The Opioid Crisis and How to Safely Practice
Much has been written about the opioid crisis. It’s a difficult social and medical problem which conflates medical pain management with destructive addiction. Inevitably, the societal blame for this complex, multi-factorial problem falls on physicians who are also forced to solve the problem themselves. They are caught between a rock and hard place with greater fear of law enforcement, regulatory agencies, medical boards, hospital committees, and insurance companies.
The consequences for physicians and patients are often unfair. Regardless, it’s naive to expect anything different. Lawyers create, manage and profit from laws and regulations. However, it is up to us as physicians to deal with unfair practices while we advocate for change. In this short article, we will discuss the problem and how Pain Scored fits into your risk management toolkit.
“Lawyers create, manage and profit from laws and regulations… Pain Scored fits into your risk management toolkit“
In the last decade, the CDC became more active in opioid regulation leading to the release in March 2016 of “Guidelines for Prescribing Opioids for Chronic Pain.” The guidelines are not mandatory, and are generally for new instances of chronic pain. There are exceptions for patients already on chronic opioids or documented exceptions. These recommendations did not rise to the level of a standard; regardless, they have been interpreted in draconian ways by the DEA, health systems and insurance companies to deny pain medicine.
There was also a subsequent increase in DEA and regulatory body actions against physicians. A 2020 study by Daewhan et al. evaluated the numbers and found an increase in both rates of cases and prosecutions. The Medical Board in California had close to a 200% increase in disciplinary actions related to controlled drugs in several time periods. DEA prosecutions increased from 14 per year to 18 per year with the types of charges changing from drug dealing to allegations of improper medical practice described as “prescribing without medical purpose outside the usual course of medical practice.” Many investigations start, not with allegations of patient harm, but with secret analysis of clinical prescribing databases. There is no clinical context in these databases.

Entries supplied:

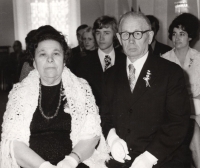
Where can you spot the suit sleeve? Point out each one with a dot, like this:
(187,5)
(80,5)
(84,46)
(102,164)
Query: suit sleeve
(173,131)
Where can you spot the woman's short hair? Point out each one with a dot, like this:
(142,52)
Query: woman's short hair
(88,29)
(187,22)
(46,32)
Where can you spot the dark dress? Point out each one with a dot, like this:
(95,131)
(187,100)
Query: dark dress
(50,138)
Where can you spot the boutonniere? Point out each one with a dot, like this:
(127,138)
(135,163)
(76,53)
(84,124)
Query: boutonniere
(147,78)
(191,61)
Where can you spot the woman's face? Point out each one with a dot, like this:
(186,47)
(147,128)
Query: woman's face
(88,41)
(49,61)
(180,38)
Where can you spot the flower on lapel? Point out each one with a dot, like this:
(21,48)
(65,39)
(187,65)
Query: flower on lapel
(147,78)
(191,61)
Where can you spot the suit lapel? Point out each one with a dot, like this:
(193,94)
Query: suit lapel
(141,86)
(123,88)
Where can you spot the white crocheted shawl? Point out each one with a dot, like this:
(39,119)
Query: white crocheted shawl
(23,101)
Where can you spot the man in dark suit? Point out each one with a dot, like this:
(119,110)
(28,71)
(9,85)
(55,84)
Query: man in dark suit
(93,66)
(158,48)
(145,107)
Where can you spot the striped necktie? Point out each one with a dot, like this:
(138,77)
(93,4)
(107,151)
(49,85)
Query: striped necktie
(107,61)
(131,76)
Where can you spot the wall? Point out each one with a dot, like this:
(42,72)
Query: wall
(6,23)
(92,9)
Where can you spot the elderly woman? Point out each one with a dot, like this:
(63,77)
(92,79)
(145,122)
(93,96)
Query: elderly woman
(182,31)
(51,117)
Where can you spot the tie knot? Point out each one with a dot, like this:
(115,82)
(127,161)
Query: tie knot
(131,68)
(107,60)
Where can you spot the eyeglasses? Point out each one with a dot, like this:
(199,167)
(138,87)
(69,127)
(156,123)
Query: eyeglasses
(136,34)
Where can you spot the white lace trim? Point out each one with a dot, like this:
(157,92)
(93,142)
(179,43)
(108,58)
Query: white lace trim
(23,100)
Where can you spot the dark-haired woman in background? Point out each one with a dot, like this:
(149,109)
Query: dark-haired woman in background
(51,116)
(182,31)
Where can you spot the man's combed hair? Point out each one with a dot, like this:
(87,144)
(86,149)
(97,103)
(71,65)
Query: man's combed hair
(105,22)
(135,15)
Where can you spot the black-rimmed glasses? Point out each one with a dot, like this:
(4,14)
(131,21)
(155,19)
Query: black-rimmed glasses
(136,34)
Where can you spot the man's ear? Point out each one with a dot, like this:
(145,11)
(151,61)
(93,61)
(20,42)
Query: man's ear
(119,38)
(151,34)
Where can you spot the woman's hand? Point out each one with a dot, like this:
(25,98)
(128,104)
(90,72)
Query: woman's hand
(47,165)
(68,162)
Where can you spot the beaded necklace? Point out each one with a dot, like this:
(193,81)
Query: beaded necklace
(40,103)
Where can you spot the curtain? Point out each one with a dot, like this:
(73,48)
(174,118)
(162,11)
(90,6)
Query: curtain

Work instructions:
Do these statements agree with the article on the opioid crisis? For each, answer yes or no and quote the words from the article that decide it.
1. The CDC guidelines released in March 2016 are mandatory.
2. DEA prosecutions went from 14 per year to 18 per year.
3. Many investigations begin with allegations of patient harm.

Exercise output:
1. No: "The guidelines are not mandatory"
2. Yes: "DEA prosecutions increased from 14 per year to 18 per year"
3. No: "Many investigations start, not with allegations of patient harm, but with secret analysis of clinical prescribing databases."